§ **WHAT THIS EXERCISE ASKS**:
**A)** Translate this sentence from the Evans v. Cornman case summary below into Spanish: "Blackmun took no part in the consideration or decision of the case."
**B)** Carry the Evans v. Cornman case summary below forward from its last line.

====== DOCUMENT SEGMENT ======

- Supreme Court of the United States

Argued January 22, 1970 Decided June 15, 1970
- Full case name: Evans et al. v. Cornman et al.
- Citations: 398 U.S. 419 (more) 90 S. Ct. 1752; 26 L. Ed. 2d 370

Case history
- Prior: Cornman v. Dawson, 295 F. Supp. 654 (D. Md. 1969); probable jurisdiction noted, 396 U.S. 812 (1969).

Holding
- Residents of federal enclaves are treated as state residents to such an extent that the Fourteenth Amendment requires the state to allow them to vote.

Court membership
- Chief Justice Warren E. Burger Associate Justices Hugo Black · William O. Douglas John M. Harlan II · William J. Brennan Jr. Potter Stewart · Byron White Thurgood Marshall · Harry Blackmun

Case opinion
- Majority: Marshall, joined by Burger, Black, White, Douglas, Harlan, Brennan, Stewart
- Blackmun took no part in the consideration or decision of the case.

====== RECORD SET ======

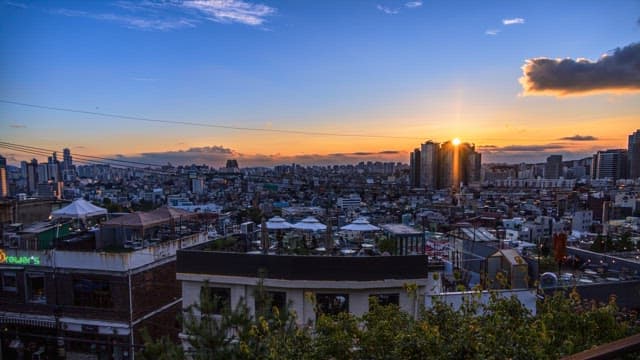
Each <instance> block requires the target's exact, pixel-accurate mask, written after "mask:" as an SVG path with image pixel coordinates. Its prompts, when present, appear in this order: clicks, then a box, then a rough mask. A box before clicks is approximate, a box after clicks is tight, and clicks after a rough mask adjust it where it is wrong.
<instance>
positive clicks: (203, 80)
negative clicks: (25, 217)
mask: <svg viewBox="0 0 640 360" xmlns="http://www.w3.org/2000/svg"><path fill="white" fill-rule="evenodd" d="M178 3H179V2H177V3H176V4H174V5H175V6H164V5H160V4H157V6H156V7H147V6H148V5H146V4H142V5H140V6H136V7H124V6H118V4H119V3H117V4H116V5H113V6H112V5H109V4H106V3H99V2H81V3H78V2H65V1H63V2H60V3H56V4H52V3H49V2H33V3H29V4H26V3H25V4H24V5H20V4H18V2H7V3H6V4H2V5H0V7H1V9H2V11H0V21H2V23H3V25H4V27H5V30H6V31H3V32H2V33H0V44H1V45H0V59H2V60H0V64H1V66H0V84H2V86H0V100H7V101H9V102H1V101H0V118H1V119H2V121H0V129H1V130H0V134H1V135H0V140H4V141H12V142H15V143H18V144H25V145H33V146H40V147H43V148H46V149H55V150H58V151H60V150H61V149H62V148H63V147H69V148H71V149H72V151H74V152H76V153H79V154H86V155H99V156H108V157H115V156H123V157H126V158H130V159H136V160H146V161H153V162H154V163H155V162H158V161H160V162H162V163H165V161H164V159H165V158H166V159H172V161H174V162H177V163H192V162H196V163H197V162H205V163H208V164H212V165H215V166H220V165H222V164H224V162H225V161H226V159H227V158H229V157H234V158H237V159H238V160H239V161H240V163H242V164H244V165H274V164H278V163H291V162H299V163H307V164H313V163H323V164H324V163H332V162H336V163H354V162H359V161H368V160H382V161H400V162H407V161H408V154H409V152H411V151H412V150H413V149H414V148H415V147H416V146H417V145H418V144H420V143H422V142H424V141H426V140H428V139H431V140H434V141H438V142H445V141H447V139H453V140H451V141H452V143H454V144H457V143H458V142H459V141H460V140H459V139H464V142H469V143H471V144H474V145H475V146H476V148H477V149H479V151H481V152H482V153H483V161H487V162H492V161H497V162H510V163H518V162H521V161H544V159H545V158H546V157H547V156H548V155H549V154H555V153H558V154H563V155H564V156H565V158H582V157H585V156H591V155H592V154H593V152H594V151H596V150H598V149H603V148H621V147H624V146H626V136H627V134H628V133H629V132H630V131H633V130H634V129H635V128H636V127H637V123H638V114H640V101H638V100H639V96H640V95H639V94H638V88H637V84H638V83H640V82H638V80H637V79H636V77H635V76H636V74H635V73H633V69H634V67H633V66H629V64H627V62H628V61H633V59H636V58H637V57H638V56H640V45H637V44H635V41H637V34H638V26H637V24H636V22H637V16H636V15H637V3H635V2H633V1H622V2H619V3H617V6H615V7H611V6H608V5H607V4H605V3H590V4H588V6H586V5H585V6H586V7H585V9H584V10H585V11H584V12H580V13H576V12H575V9H574V4H571V3H561V4H558V3H556V2H548V4H549V6H553V8H554V11H553V12H549V11H546V10H545V9H546V8H548V7H546V6H537V7H529V6H521V5H518V4H502V3H496V4H493V5H492V4H485V5H483V6H481V5H480V4H477V5H475V4H474V5H473V6H470V7H456V6H454V5H453V4H450V3H448V2H424V3H421V5H420V6H415V7H398V8H395V7H393V6H391V5H390V4H387V5H388V6H387V5H385V6H387V7H384V9H386V10H387V11H382V10H380V8H378V7H376V6H375V4H366V3H348V4H342V3H340V4H338V3H335V2H320V3H316V4H313V5H309V4H305V5H302V4H291V3H279V2H264V3H260V4H261V5H260V6H263V7H260V9H263V10H264V11H262V12H259V13H256V14H255V15H251V17H249V18H247V17H245V16H240V15H238V16H237V17H231V18H224V21H222V20H221V19H217V18H211V16H209V15H207V16H205V15H206V14H205V15H203V14H204V13H203V14H200V13H198V11H200V10H199V9H197V8H195V9H194V8H182V7H181V6H179V5H177V4H178ZM253 5H254V3H253V2H247V6H253ZM149 6H150V5H149ZM194 6H195V5H194ZM336 7H340V9H341V11H339V12H336V11H335V9H336ZM319 13H321V14H330V15H327V16H329V19H322V20H321V18H322V17H319V16H317V14H319ZM507 14H511V15H509V16H507ZM634 14H636V15H634ZM603 18H606V19H608V20H607V21H606V22H602V21H603V20H602V19H603ZM451 19H457V20H456V21H457V22H459V24H460V25H461V26H454V27H451V22H450V21H451ZM504 19H507V20H509V21H506V22H505V21H503V20H504ZM516 20H517V21H516ZM585 23H593V24H598V26H588V27H585V26H583V24H585ZM25 24H28V25H25ZM36 24H37V26H36ZM356 24H357V26H356ZM443 28H447V29H450V28H451V31H447V32H442V31H441V29H443ZM365 29H366V31H365ZM436 34H437V35H436ZM548 34H552V35H553V36H554V38H555V39H556V41H548V38H547V36H548ZM124 38H126V39H127V41H126V42H123V41H117V40H116V39H124ZM36 39H37V41H36ZM373 39H375V41H374V40H373ZM523 39H526V43H525V44H526V45H523ZM584 39H591V40H590V41H583V40H584ZM211 41H213V42H215V43H216V44H217V45H216V46H208V45H205V44H209V43H211ZM79 49H82V51H80V50H79ZM603 54H607V56H602V55H603ZM563 59H564V60H563ZM579 59H588V60H579ZM562 61H564V63H563V64H564V65H567V66H564V67H560V66H559V64H560V63H561V62H562ZM579 66H588V67H589V69H590V74H593V76H594V79H593V81H590V82H589V83H588V84H586V83H581V82H580V81H579V80H576V81H573V82H566V80H565V79H567V78H571V76H570V75H571V72H572V71H575V70H576V68H577V67H579ZM560 70H561V71H563V73H562V74H561V75H562V76H560V75H558V76H557V77H554V74H557V72H558V71H560ZM607 74H612V76H614V78H613V79H608V78H606V76H608V75H607ZM531 95H536V96H531ZM574 95H578V96H574ZM15 102H17V103H20V104H29V105H34V106H24V105H19V104H16V103H15ZM56 109H58V110H56ZM59 109H67V110H73V111H61V110H59ZM105 114H106V115H118V116H115V117H113V116H105ZM119 115H122V116H119ZM4 155H5V156H6V157H7V158H8V159H9V161H10V162H11V163H17V162H19V161H20V160H28V159H30V158H31V155H30V154H24V153H20V152H18V151H5V152H4Z"/></svg>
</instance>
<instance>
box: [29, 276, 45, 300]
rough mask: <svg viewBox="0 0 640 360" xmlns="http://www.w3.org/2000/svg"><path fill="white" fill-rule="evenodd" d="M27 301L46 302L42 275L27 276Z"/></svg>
mask: <svg viewBox="0 0 640 360" xmlns="http://www.w3.org/2000/svg"><path fill="white" fill-rule="evenodd" d="M27 300H28V301H30V302H40V303H44V302H47V296H46V295H45V292H44V274H27Z"/></svg>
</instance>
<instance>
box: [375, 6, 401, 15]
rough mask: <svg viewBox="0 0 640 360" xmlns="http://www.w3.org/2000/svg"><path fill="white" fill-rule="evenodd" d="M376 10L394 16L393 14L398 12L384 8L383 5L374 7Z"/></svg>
mask: <svg viewBox="0 0 640 360" xmlns="http://www.w3.org/2000/svg"><path fill="white" fill-rule="evenodd" d="M376 9H378V10H380V11H382V12H383V13H385V14H388V15H395V14H397V13H398V10H396V9H392V8H389V7H386V6H383V5H376Z"/></svg>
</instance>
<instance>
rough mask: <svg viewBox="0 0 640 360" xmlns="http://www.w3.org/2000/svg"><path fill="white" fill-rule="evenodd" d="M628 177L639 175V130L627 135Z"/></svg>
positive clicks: (639, 150) (636, 130) (639, 149)
mask: <svg viewBox="0 0 640 360" xmlns="http://www.w3.org/2000/svg"><path fill="white" fill-rule="evenodd" d="M628 153H629V178H631V179H637V178H639V177H640V130H636V132H634V133H633V134H631V135H629V149H628Z"/></svg>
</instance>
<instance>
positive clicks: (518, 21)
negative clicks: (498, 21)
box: [502, 18, 524, 26]
mask: <svg viewBox="0 0 640 360" xmlns="http://www.w3.org/2000/svg"><path fill="white" fill-rule="evenodd" d="M502 24H503V25H507V26H508V25H517V24H524V19H523V18H513V19H502Z"/></svg>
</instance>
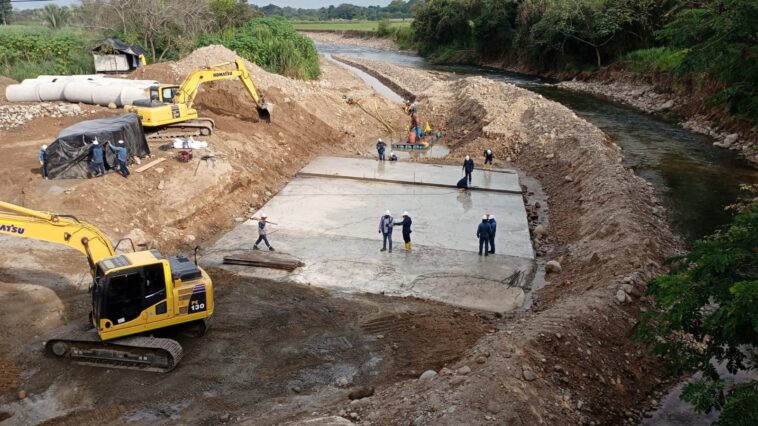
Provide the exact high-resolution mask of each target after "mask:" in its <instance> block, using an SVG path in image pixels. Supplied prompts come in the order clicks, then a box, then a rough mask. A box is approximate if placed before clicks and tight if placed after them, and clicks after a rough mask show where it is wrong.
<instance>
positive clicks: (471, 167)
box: [455, 149, 495, 192]
mask: <svg viewBox="0 0 758 426" xmlns="http://www.w3.org/2000/svg"><path fill="white" fill-rule="evenodd" d="M494 159H495V154H493V153H492V150H491V149H486V150H485V151H484V167H485V169H487V170H492V160H494ZM474 168H475V164H474V160H472V159H471V157H469V156H468V155H467V156H466V158H465V159H464V160H463V178H461V180H459V181H458V183H457V184H456V185H455V186H456V187H457V188H458V190H460V191H461V192H462V191H465V190H467V189H468V188H469V186H471V180H472V175H473V173H474Z"/></svg>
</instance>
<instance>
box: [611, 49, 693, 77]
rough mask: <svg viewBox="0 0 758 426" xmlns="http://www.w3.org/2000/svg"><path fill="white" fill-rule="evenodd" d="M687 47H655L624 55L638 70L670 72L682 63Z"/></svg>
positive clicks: (636, 70) (636, 51)
mask: <svg viewBox="0 0 758 426" xmlns="http://www.w3.org/2000/svg"><path fill="white" fill-rule="evenodd" d="M686 54H687V49H673V48H670V47H654V48H651V49H641V50H635V51H633V52H629V53H627V54H626V55H625V56H624V61H626V63H627V65H628V66H629V67H630V68H631V69H632V70H633V71H636V72H639V73H644V72H650V71H653V72H656V71H664V72H670V71H673V70H674V69H676V67H678V66H679V65H680V64H681V63H682V59H683V58H684V56H685V55H686Z"/></svg>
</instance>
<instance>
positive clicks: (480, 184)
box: [299, 157, 523, 207]
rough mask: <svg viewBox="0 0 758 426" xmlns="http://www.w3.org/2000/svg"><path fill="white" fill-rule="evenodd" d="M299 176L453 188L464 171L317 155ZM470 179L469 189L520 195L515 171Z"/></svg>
mask: <svg viewBox="0 0 758 426" xmlns="http://www.w3.org/2000/svg"><path fill="white" fill-rule="evenodd" d="M299 175H301V176H326V177H346V178H355V179H367V180H371V181H383V182H396V183H410V184H423V185H434V186H447V187H451V188H455V185H456V184H457V183H458V180H459V179H460V178H462V177H463V170H462V167H455V166H446V165H439V164H418V163H407V162H402V161H378V160H367V159H365V158H345V157H319V158H317V159H316V160H314V161H312V162H311V163H310V164H308V165H307V166H305V167H303V169H302V170H300V173H299ZM472 178H473V180H472V183H471V188H472V191H473V192H476V191H481V190H487V191H499V192H513V193H518V194H521V187H520V185H519V178H518V174H517V173H516V172H514V171H509V170H504V171H495V170H493V171H483V170H474V173H473V174H472ZM522 207H523V206H522Z"/></svg>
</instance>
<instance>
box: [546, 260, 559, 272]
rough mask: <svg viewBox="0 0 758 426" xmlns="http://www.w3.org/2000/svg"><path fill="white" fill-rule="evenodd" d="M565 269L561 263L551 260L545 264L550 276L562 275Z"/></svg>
mask: <svg viewBox="0 0 758 426" xmlns="http://www.w3.org/2000/svg"><path fill="white" fill-rule="evenodd" d="M562 270H563V269H562V268H561V264H560V262H558V261H557V260H551V261H549V262H547V263H546V264H545V272H546V273H548V274H560V273H561V271H562Z"/></svg>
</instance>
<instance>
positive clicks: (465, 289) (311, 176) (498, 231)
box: [201, 157, 535, 312]
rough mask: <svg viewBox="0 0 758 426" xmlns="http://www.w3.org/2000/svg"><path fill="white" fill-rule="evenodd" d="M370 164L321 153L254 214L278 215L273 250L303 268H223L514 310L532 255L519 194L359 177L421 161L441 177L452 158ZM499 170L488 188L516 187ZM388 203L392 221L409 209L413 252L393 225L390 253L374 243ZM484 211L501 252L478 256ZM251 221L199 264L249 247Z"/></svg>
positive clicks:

======

§ **RESPONSES TO THE EXERCISE**:
**A)** Blackmun no participó en la consideración ni en la decisión del caso.

**B)**
Laws applied
- Amendment XIV

= Evans v. Cornman =

Evans v. Cornman, 398 U.S. 419 (1970), was a United States Supreme Court case in which the Court held that to deny people living in federal enclaves the right to vote is a violation of their right to Equal Protection under the Fourteenth Amendment.

== Background ==
Article One of the United States Constitution, Section 8, Clause 18, allows Congress "to exercise exclusive legislation in all cases whatsoever, over such District (not exceeding ten miles square) as may, by cession of particular states, and the acceptance of Congress, become the seat of the government of the United States, and to exercise like authority over all places purchased by the consent of the legislature of the state in which the same shall be, for the erection of forts, magazines, arsenals, dockyards, and other needful buildings."

The rights of residents of such federal enclaves was argued in Howard v. Commissioners of Sinking Fund of Louisville when the residents of an enclave sued to be exempted from certain taxation by the City of Louisville by arguing that the annexation of the enclave by the city violated the "exclusive legislation" clause and so the city's claim to the area was unconstitutional. That was rejected, and it was ruled that the enclaves continue to be part of the states of which they were a part: "A state may conform its municipal structures to its own plan, so long as the state does not interfere with the exercise of jurisdiction within the federal area by the United States."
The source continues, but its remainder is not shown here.